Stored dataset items
-------------------------
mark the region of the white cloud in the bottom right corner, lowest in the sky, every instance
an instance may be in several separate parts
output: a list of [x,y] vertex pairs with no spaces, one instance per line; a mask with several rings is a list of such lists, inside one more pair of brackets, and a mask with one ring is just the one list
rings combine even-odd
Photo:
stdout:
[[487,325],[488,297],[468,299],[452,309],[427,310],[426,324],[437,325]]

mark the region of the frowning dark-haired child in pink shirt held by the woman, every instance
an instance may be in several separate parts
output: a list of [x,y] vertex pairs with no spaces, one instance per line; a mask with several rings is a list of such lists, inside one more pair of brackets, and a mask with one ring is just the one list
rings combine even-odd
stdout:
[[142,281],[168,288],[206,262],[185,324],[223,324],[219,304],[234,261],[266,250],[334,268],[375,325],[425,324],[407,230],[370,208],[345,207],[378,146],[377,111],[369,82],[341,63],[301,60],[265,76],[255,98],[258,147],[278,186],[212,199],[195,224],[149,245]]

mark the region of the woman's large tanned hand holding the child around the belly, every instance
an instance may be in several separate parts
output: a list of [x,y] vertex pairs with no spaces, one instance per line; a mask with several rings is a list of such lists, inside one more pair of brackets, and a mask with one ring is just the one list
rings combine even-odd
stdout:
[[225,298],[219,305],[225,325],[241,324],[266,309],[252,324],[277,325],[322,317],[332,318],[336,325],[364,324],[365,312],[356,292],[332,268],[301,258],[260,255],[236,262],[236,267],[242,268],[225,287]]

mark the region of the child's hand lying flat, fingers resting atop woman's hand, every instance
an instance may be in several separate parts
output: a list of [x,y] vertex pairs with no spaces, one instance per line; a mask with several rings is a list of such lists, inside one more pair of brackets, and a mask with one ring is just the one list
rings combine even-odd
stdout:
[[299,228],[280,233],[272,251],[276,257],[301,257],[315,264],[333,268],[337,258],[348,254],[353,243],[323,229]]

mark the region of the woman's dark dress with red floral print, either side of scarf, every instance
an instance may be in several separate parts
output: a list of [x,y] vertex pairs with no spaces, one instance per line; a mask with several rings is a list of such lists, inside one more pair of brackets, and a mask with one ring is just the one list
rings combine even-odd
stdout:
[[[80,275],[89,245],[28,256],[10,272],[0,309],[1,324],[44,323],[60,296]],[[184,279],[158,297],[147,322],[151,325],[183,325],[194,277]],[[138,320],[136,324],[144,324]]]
-------------------------
Every entry, from first to last, should be written out exactly.

Response to the exercise =>
mark the region of the white cloud in the bottom right corner, lowest in the sky, every instance
an instance may be in several separate parts
output: a list of [x,y] vertex pairs with no spaces, one instance per line; a mask with several rings is a list of such lists, inside one more pair of brackets, and a mask with one ring is just the one list
rings combine even-odd
Photo:
stdout:
[[487,325],[488,297],[468,299],[452,309],[427,310],[426,324],[437,325]]

mark the region of the frowning dark-haired child in pink shirt held by the woman, every instance
an instance may be in several separate parts
output: a list of [x,y] vertex pairs with no spaces, one instance per line; a mask with several rings is a list of such lists, inside one more pair of brackets, and a mask with one ring is just the one list
rings combine even-odd
stdout:
[[142,281],[168,288],[206,262],[185,324],[223,324],[219,304],[234,261],[266,250],[334,268],[375,325],[425,324],[407,230],[370,208],[345,207],[378,146],[377,111],[369,82],[341,63],[301,60],[265,76],[255,98],[258,147],[278,186],[212,199],[195,224],[149,245]]

mark the region of the woman's large tanned hand holding the child around the belly, every instance
an instance may be in several separate parts
output: a list of [x,y] vertex pairs with no spaces, one instance per line; a mask with several rings is a list of such lists, inside one more pair of brackets, and a mask with one ring is just the one list
rings combine even-odd
stdout:
[[225,298],[219,305],[225,325],[241,324],[266,309],[252,324],[277,325],[322,317],[332,318],[336,325],[364,324],[365,312],[356,292],[332,268],[301,258],[260,255],[236,262],[236,267],[242,268],[225,287]]

mark the region of the child's hand lying flat, fingers resting atop woman's hand, every instance
an instance may be in several separate parts
output: a list of [x,y] vertex pairs with no spaces, one instance per line; a mask with several rings is a list of such lists, inside one more pair of brackets, and a mask with one ring is just the one list
rings combine even-odd
stdout:
[[299,228],[280,233],[272,251],[276,257],[301,257],[315,264],[333,268],[337,258],[348,254],[353,243],[323,229]]

mark the region of the woman's dark dress with red floral print, either side of scarf, every instance
an instance may be in several separate parts
output: a list of [x,y] vertex pairs with no spaces, one instance per line; a mask with several rings is a list of such lists, inside one more pair of brackets, and a mask with one ring is just the one list
rings combine even-odd
stdout:
[[[80,275],[89,245],[28,256],[10,272],[0,309],[1,324],[44,323],[60,296]],[[184,279],[158,297],[147,322],[151,325],[183,325],[194,277]],[[138,320],[136,324],[144,324]]]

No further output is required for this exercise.